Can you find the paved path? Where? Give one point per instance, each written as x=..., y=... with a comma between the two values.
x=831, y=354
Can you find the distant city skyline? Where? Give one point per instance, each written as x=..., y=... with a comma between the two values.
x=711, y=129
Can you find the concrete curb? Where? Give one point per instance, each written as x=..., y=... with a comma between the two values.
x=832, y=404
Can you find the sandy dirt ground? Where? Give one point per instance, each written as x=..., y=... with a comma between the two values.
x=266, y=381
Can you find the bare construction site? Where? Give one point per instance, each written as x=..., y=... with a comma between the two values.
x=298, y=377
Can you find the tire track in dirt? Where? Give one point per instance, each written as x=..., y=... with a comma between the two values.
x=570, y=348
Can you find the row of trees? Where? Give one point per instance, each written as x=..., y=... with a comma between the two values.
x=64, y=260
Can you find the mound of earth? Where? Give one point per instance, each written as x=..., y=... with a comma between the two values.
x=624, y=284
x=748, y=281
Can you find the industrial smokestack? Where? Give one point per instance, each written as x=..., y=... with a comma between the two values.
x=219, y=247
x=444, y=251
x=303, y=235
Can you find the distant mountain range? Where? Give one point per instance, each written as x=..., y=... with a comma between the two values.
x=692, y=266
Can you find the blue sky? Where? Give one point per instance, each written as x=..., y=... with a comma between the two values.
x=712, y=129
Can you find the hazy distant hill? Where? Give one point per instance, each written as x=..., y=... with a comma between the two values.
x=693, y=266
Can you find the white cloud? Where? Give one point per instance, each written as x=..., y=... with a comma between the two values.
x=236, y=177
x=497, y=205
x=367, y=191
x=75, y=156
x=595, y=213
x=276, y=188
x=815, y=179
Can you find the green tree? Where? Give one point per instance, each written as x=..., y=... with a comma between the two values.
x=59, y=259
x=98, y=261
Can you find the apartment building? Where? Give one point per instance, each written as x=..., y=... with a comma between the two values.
===============
Copy every row above back out word for word, in the same order, with nothing changed.

Can you find the paved path? Where? Give one point per instance, each written as x=..., y=... with a comma between the two values.
x=831, y=354
Can you find the distant city skyline? Where? Give one point per instance, each written as x=..., y=... with a comma between the two values.
x=711, y=129
Can you find the concrete curb? Where? Give one point per instance, each written as x=..., y=... with a comma between the two values.
x=832, y=404
Can you find the sandy dirt ground? Where? Give one point per instance, each written as x=..., y=... with a comma between the two values.
x=266, y=381
Can you find the bare construction site? Where? Give one point per instance, each written as x=..., y=... with a comma between the two values.
x=298, y=377
Can you find the tire track in dirt? Where? Give one point per instance, each written as x=..., y=... with a comma between the two values.
x=570, y=348
Can you find the row of trees? Where? Give one point per instance, each written as x=..., y=... with a comma between the two values.
x=64, y=260
Can you find the mound of earth? Where? Give one point per instance, each written as x=..., y=... with a comma between the two values.
x=624, y=284
x=748, y=281
Can you find the industrial smokestack? Where? Give one point per instance, each written as x=..., y=... with a comma between the two values.
x=219, y=247
x=444, y=251
x=303, y=235
Can you find the distant mountain range? Where? Give one point per instance, each written as x=..., y=... with a comma between the two values.
x=692, y=266
Can you find the blue sky? Where? Give one point per instance, each written as x=..., y=... with a comma between the two values.
x=712, y=129
Can you find the hazy distant hill? Where? Give one point per instance, each written as x=..., y=... with a comma between the two values.
x=693, y=266
Can you find the white cloud? Where? Give one point per instance, each written as x=..., y=... with a comma between the two values.
x=236, y=177
x=497, y=205
x=367, y=191
x=75, y=156
x=595, y=213
x=276, y=188
x=815, y=179
Can you find the green tree? Where? Give one point per instance, each written as x=..., y=... with a comma between the two values.
x=59, y=259
x=98, y=261
Can you find the apartment building? Where? Give one point per instance, each written as x=..., y=... with a comma between the two values.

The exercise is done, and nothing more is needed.